■ **MATERIAL FOR THE TASK**:
○ ○ ○ ○ ○ ○ ○

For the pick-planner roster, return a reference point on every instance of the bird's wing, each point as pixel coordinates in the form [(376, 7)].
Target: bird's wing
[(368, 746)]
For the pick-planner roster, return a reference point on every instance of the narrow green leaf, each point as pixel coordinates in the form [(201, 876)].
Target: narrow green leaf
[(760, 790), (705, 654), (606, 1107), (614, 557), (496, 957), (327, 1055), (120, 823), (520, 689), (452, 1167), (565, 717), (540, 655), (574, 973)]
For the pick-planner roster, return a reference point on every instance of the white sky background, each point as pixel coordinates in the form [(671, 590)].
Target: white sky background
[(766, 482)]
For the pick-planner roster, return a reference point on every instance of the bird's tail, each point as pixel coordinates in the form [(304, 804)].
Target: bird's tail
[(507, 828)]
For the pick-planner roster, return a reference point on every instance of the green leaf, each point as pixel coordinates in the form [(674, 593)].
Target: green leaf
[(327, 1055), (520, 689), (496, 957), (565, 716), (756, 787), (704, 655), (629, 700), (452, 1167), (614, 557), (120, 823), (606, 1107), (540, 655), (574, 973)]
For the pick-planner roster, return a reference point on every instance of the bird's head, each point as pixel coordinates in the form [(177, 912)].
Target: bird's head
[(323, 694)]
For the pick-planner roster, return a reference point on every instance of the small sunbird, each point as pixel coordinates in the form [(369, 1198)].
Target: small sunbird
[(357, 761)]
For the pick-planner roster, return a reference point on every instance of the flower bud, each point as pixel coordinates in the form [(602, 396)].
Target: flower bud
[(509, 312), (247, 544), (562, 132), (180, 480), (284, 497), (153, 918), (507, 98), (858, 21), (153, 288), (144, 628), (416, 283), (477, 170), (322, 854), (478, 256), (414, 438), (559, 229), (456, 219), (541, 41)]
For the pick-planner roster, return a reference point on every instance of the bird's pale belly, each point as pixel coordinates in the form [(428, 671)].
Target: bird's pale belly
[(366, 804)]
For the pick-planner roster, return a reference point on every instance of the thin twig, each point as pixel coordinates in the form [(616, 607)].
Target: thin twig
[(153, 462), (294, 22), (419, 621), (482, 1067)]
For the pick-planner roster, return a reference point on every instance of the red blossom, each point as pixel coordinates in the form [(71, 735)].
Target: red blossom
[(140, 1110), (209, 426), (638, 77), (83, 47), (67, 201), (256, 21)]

○ ○ ○ ○ ○ ○ ○

■ **DIRECTIONS**: Write out every line of the listing above as a JSON array of strings, one string per line, with blank lines omitted.

■ **FINAL RESULT**:
[
  "For the pick-planner roster, return a reference point on every instance of the bird's wing, each point as pixel coordinates in the form [(376, 7)].",
  "Target: bird's wing",
  "[(368, 746)]",
  "For the pick-planner roster, return a reference point on every instance of the narrow green leaf, each point as pixel coordinates in the form [(201, 876)].",
  "Target: narrow green leaf",
  "[(760, 790), (705, 654), (606, 1107), (614, 557), (496, 957), (327, 1055), (120, 823), (520, 689), (452, 1167), (565, 717), (540, 655), (574, 973)]",
  "For the pick-planner roster, return a reference point on every instance of the white sky background, each point as pixel coordinates in the form [(671, 590)].",
  "Target: white sky background",
  "[(766, 482)]",
  "For the pick-planner roster, return a reference point on every instance of the bird's tail, each point as pixel coordinates in the form [(304, 804)].",
  "Target: bird's tail",
  "[(507, 828)]",
  "For the pick-planner roster, return a reference point on every instance of the green leaf, each point as pixel coordinates in the form [(674, 593)].",
  "Target: green leaf",
  "[(327, 1055), (520, 689), (496, 957), (565, 716), (756, 787), (704, 655), (629, 700), (452, 1167), (614, 557), (120, 823), (606, 1107), (540, 655), (574, 973)]",
  "For the pick-planner roster, return a reference point on every instance of the bird's head, each point as pixel coordinates in the form [(177, 912)].",
  "Target: bird's head",
  "[(323, 694)]",
  "For the pick-planner roster, return a reference point on every instance of the small sunbird, each point as pixel coordinates in the form [(369, 1198)].",
  "Target: small sunbird",
  "[(357, 761)]",
  "For the pick-planner roster, return a reference point on every instance of the flower bud, each point as pixel coordinates in the form [(602, 396)].",
  "Target: flower bud",
  "[(509, 312), (247, 544), (562, 132), (180, 480), (284, 497), (153, 918), (507, 98), (858, 21), (153, 288), (144, 628), (416, 283), (477, 170), (322, 854), (478, 256), (414, 438), (559, 229), (456, 219), (541, 41)]",
  "For the pick-planner roster, return a reference point on every instance of the bird's pale belly, each point as pixel coordinates in the form [(428, 671)].",
  "Target: bird's pale belly",
  "[(366, 804)]",
  "For the pick-planner roster, return a reference point on every instance of the thin twig, each point as pixel coordinates in the form [(616, 607)].",
  "Target: thin twig",
  "[(153, 462), (294, 22), (419, 621), (482, 1067)]",
  "For the pick-planner roster, return a reference point on every instance of the red blossom, each point as pixel coordinates in the form [(71, 735)].",
  "Target: red blossom",
  "[(140, 1110), (209, 426), (638, 77), (83, 47), (67, 201), (256, 21)]"
]